Goal
Transcribe the records exactly. Pictures do not belong in the transcription.

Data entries
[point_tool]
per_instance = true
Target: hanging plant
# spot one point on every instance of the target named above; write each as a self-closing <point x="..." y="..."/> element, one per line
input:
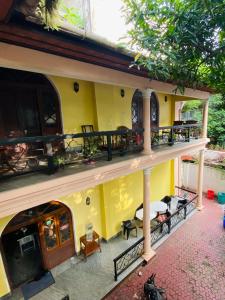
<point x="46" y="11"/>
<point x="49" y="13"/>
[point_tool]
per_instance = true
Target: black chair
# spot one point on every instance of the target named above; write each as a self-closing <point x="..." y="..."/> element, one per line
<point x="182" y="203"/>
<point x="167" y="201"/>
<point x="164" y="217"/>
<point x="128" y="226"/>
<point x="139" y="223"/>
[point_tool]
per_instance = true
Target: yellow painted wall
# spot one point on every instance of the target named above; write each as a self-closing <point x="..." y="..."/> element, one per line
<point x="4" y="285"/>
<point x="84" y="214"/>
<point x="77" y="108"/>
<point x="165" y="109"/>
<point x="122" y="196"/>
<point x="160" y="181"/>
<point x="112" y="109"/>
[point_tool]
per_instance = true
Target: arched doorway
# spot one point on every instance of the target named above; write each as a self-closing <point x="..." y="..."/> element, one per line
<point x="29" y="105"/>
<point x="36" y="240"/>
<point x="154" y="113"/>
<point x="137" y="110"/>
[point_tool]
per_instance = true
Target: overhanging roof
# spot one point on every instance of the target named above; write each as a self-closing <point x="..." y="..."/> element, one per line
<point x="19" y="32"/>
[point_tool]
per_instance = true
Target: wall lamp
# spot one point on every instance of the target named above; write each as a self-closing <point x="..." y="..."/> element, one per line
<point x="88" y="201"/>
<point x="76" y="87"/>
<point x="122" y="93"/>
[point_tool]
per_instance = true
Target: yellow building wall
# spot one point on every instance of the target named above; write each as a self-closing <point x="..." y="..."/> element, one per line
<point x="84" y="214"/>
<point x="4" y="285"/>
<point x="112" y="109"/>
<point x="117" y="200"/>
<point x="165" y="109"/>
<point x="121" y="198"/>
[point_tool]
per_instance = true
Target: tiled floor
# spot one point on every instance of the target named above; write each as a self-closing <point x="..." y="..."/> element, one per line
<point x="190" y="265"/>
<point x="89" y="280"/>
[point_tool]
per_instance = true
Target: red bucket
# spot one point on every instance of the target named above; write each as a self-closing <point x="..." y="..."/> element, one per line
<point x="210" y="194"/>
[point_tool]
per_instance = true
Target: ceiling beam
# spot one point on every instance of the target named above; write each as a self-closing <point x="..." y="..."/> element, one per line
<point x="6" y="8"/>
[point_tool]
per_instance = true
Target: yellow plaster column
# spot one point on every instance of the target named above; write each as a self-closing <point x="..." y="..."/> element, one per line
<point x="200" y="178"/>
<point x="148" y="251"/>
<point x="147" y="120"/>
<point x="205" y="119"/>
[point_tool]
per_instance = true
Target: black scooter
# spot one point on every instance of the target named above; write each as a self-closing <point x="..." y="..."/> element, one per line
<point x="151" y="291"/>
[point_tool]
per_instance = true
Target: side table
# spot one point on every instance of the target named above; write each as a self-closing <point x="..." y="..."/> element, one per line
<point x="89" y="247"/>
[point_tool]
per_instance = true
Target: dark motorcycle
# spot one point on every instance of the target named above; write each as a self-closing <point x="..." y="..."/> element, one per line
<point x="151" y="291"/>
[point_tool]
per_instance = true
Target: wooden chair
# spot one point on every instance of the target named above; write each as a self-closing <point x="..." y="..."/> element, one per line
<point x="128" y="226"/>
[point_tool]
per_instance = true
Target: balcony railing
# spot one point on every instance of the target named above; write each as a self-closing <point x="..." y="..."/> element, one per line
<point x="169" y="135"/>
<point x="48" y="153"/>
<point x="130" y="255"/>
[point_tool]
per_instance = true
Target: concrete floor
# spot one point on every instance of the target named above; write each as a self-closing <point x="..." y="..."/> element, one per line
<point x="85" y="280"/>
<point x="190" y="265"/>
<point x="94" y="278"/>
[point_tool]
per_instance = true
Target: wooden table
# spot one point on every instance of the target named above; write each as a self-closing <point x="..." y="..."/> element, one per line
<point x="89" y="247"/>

The reply
[point_tool]
per_instance = true
Target: hanging plant
# spot one point on every instance of the target named above; write each as a self-closing <point x="..." y="..."/> element, one per line
input:
<point x="46" y="11"/>
<point x="49" y="13"/>
[point_tool]
per_instance = true
Target: black chair
# spot one point on every instance of the target named above; write each as a self-closing <point x="..." y="..."/> element, one per line
<point x="182" y="203"/>
<point x="167" y="201"/>
<point x="164" y="217"/>
<point x="128" y="226"/>
<point x="139" y="223"/>
[point_tool]
per_instance = true
Target: yellow painted wall
# spot one point on every instance of the target named above; write each as a self-closing <point x="..." y="..."/> element, one per line
<point x="4" y="285"/>
<point x="84" y="214"/>
<point x="77" y="108"/>
<point x="165" y="109"/>
<point x="122" y="196"/>
<point x="160" y="181"/>
<point x="112" y="109"/>
[point_tool]
per_instance = true
Target: arched doorway
# spot one point on every instance of the target named above; write each as a self-closing <point x="..." y="..."/> element, one per line
<point x="29" y="105"/>
<point x="36" y="240"/>
<point x="154" y="113"/>
<point x="137" y="110"/>
[point_tool]
per_instance = true
Target: overhanging roof
# spot one point on every instance of the target named above; write each as a self-closing <point x="..." y="..."/> element, one per line
<point x="19" y="32"/>
[point_tool]
per_instance = true
Target: wall lamp
# spot one point on every instance of the target named above; write each as a self-closing <point x="..." y="..."/> element, one per line
<point x="88" y="201"/>
<point x="76" y="87"/>
<point x="122" y="93"/>
[point_tool]
per_instance = true
Target: yellow building wall
# spot one point on every instance of the target named above; write each as a self-closing <point x="..." y="..."/> element, one per line
<point x="84" y="214"/>
<point x="4" y="285"/>
<point x="112" y="109"/>
<point x="117" y="200"/>
<point x="165" y="109"/>
<point x="121" y="198"/>
[point_tool]
per_instance = true
Target: tiled floor
# spot one point on every instance of the target named above; write each as a self-closing <point x="..." y="..."/> element, one per line
<point x="190" y="265"/>
<point x="89" y="280"/>
[point_tool]
per_instance = true
Target: red bucket
# spot one point on every instance of the target named above; write each as a self-closing <point x="..." y="..."/> element, one per line
<point x="210" y="194"/>
[point_tool]
per_instance = true
Target: ceiling beam
# spot one point on every instance of the target named above; write each as a self-closing <point x="..." y="..."/> element, one per line
<point x="6" y="8"/>
[point_tool]
per_instance = true
Target: yellow plaster column
# spot one point on every instance of the target named above; write each as a self-closing <point x="..." y="..."/> element, one per line
<point x="200" y="178"/>
<point x="148" y="251"/>
<point x="147" y="120"/>
<point x="205" y="119"/>
[point_tool]
per_instance = true
Target: black scooter
# spot one point on every instance of the target named above; write each as a self-closing <point x="..." y="..."/> element, one per line
<point x="151" y="291"/>
[point_tool]
per_instance = true
Target: side table
# spot one point on every instance of the target named above; write each as a self-closing <point x="..." y="..."/> element, one per line
<point x="89" y="247"/>
[point_tool]
per_instance = true
Target: dark motorcycle
# spot one point on every instance of the target named above; write each as a self-closing <point x="..." y="..."/> element, one per line
<point x="151" y="291"/>
[point_tool]
per_instance = true
Target: wooden chair
# spot one point on every instance of the target named above; write each as a self-closing <point x="..." y="..."/> element, one per line
<point x="128" y="226"/>
[point_tool]
per_instance = true
Target: balcony railing
# spot one point on every instance of the target named above; write each as a self-closing <point x="..." y="..."/> element, one per line
<point x="169" y="135"/>
<point x="48" y="153"/>
<point x="130" y="255"/>
[point_tool]
per_instance = true
Target: concrete floor
# spot one point on every instance of the target named above; write each as a self-closing <point x="..." y="..."/> element, one per line
<point x="85" y="280"/>
<point x="190" y="265"/>
<point x="94" y="278"/>
[point_tool]
per_instance = true
Target: wooden table
# spot one point on every instance of the target named above; write each as a self-closing <point x="..." y="..."/> element, one per line
<point x="89" y="247"/>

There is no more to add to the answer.